Working data

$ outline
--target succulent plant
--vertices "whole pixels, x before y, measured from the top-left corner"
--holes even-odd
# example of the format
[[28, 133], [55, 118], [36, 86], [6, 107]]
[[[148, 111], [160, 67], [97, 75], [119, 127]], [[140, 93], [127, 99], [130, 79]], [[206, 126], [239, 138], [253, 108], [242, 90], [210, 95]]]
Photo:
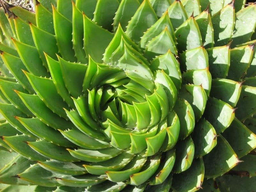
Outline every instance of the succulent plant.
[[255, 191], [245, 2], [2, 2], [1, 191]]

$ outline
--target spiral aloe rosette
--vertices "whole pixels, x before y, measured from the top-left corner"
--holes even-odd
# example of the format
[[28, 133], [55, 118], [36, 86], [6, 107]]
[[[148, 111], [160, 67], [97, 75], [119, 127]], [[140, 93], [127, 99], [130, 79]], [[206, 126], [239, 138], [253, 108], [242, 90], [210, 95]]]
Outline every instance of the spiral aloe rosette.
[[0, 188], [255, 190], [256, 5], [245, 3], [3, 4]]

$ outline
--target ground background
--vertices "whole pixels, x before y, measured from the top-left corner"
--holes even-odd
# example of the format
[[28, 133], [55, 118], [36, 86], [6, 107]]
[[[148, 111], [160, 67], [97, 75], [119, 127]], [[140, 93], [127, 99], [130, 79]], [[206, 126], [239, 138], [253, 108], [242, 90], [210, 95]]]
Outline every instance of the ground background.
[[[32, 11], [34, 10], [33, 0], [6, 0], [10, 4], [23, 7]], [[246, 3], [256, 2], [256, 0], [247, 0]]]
...
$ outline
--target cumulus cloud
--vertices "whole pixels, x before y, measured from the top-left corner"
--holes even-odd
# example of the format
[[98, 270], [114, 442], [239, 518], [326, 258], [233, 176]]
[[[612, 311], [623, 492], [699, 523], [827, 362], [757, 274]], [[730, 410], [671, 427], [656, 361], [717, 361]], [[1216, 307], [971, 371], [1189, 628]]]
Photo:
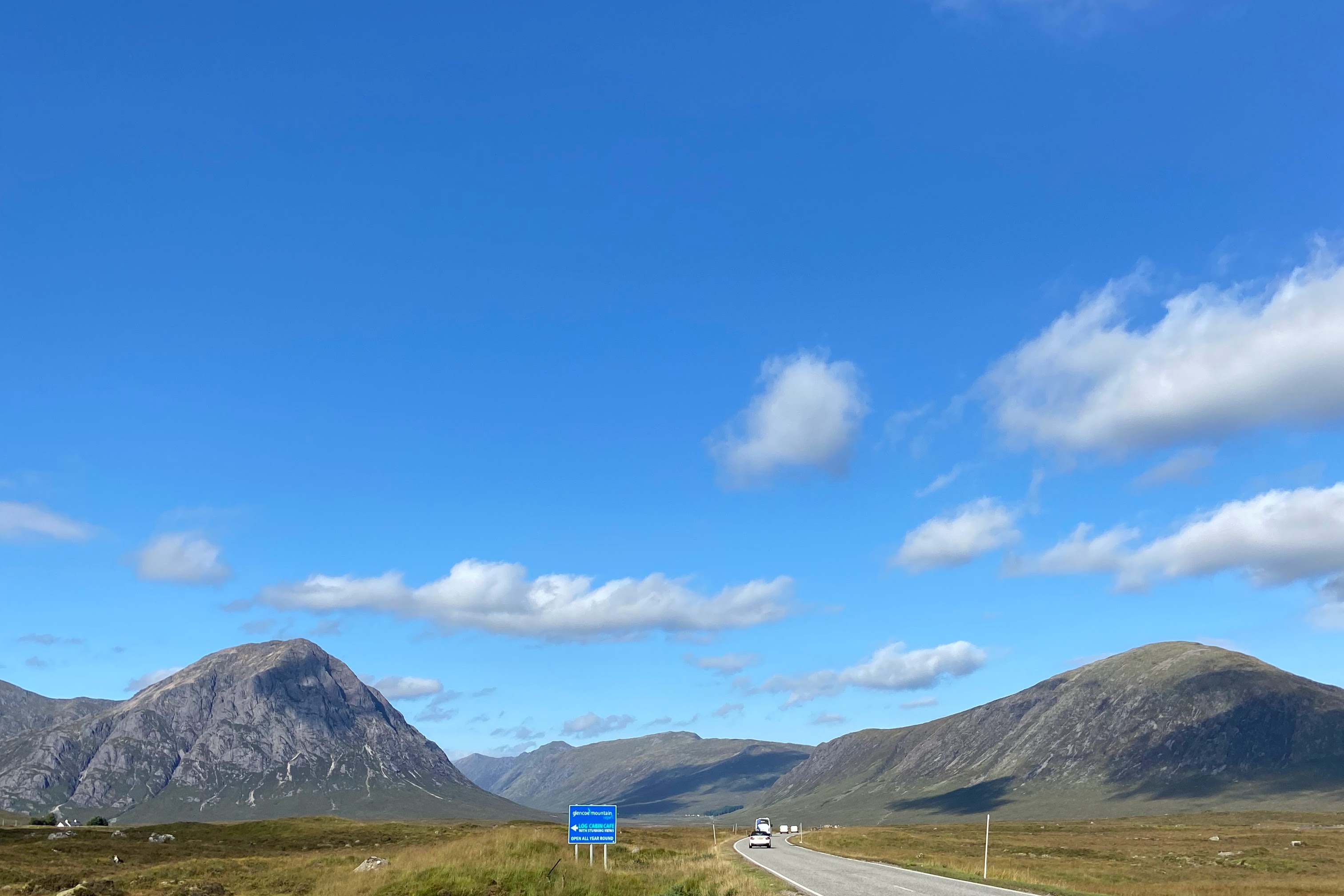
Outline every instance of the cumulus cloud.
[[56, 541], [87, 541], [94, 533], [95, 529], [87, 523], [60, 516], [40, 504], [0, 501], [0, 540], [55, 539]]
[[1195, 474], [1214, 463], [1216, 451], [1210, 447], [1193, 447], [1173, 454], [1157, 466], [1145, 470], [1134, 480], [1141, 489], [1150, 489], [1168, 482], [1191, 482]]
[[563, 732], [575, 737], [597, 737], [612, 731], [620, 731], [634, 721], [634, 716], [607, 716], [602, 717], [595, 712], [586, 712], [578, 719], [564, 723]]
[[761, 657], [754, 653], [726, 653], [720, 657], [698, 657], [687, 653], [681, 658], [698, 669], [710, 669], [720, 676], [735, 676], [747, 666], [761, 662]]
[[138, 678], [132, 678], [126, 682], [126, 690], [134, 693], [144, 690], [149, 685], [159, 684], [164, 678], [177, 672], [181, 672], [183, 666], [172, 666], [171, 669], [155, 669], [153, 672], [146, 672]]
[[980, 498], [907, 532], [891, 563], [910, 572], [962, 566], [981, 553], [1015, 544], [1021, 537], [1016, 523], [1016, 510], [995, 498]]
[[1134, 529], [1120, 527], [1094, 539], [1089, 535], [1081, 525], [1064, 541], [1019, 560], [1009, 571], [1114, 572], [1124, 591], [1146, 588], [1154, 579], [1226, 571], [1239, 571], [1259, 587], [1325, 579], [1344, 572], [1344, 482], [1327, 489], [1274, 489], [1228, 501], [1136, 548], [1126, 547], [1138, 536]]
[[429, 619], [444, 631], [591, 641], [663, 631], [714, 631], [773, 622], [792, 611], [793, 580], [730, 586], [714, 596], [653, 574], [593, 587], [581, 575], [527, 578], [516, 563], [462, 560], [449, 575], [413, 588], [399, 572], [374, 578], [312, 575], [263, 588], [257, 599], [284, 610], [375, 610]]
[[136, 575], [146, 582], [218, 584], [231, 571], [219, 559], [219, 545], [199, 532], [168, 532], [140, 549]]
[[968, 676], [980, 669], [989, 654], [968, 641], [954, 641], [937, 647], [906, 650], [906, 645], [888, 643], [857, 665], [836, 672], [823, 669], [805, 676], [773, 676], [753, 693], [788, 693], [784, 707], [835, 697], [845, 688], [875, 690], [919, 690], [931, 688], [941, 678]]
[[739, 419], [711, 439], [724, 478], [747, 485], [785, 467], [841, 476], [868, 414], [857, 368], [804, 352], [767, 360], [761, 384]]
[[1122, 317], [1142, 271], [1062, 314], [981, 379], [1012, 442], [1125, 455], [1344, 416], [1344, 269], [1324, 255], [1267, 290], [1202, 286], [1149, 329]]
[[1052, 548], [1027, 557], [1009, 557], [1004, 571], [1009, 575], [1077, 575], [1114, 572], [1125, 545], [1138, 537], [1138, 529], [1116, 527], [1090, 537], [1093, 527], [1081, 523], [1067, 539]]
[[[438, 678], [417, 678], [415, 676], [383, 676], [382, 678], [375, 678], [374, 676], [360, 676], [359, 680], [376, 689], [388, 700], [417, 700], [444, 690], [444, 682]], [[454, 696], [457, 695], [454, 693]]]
==
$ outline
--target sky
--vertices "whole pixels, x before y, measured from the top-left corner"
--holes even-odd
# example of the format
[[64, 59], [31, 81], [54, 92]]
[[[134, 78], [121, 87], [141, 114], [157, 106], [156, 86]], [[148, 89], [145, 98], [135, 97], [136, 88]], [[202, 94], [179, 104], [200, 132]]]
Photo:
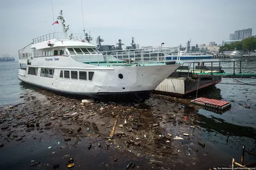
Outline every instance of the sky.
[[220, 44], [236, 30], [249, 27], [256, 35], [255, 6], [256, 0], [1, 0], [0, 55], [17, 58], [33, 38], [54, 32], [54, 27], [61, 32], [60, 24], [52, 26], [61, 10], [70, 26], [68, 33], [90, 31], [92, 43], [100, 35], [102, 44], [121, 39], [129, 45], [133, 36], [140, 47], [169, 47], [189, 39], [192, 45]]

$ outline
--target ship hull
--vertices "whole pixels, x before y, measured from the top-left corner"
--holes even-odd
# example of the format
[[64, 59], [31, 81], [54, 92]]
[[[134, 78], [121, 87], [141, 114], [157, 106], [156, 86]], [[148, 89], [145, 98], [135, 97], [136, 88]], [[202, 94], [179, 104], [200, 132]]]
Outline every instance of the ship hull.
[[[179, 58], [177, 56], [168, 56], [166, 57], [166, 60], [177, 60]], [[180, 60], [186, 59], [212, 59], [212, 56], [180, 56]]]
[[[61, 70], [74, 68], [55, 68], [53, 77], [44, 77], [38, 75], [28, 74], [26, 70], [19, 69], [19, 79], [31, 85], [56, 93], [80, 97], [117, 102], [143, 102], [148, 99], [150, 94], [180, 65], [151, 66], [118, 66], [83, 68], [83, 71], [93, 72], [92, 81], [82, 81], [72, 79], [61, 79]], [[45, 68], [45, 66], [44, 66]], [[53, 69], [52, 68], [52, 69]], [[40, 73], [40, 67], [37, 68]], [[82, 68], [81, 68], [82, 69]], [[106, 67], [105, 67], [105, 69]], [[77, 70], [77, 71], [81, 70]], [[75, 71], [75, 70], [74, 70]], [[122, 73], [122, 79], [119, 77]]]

Exercise directions
Report each line of the records above that contains the word "ground", copying every such line in full. Case counts.

Solution below
--target ground background
Outline every instance of the ground background.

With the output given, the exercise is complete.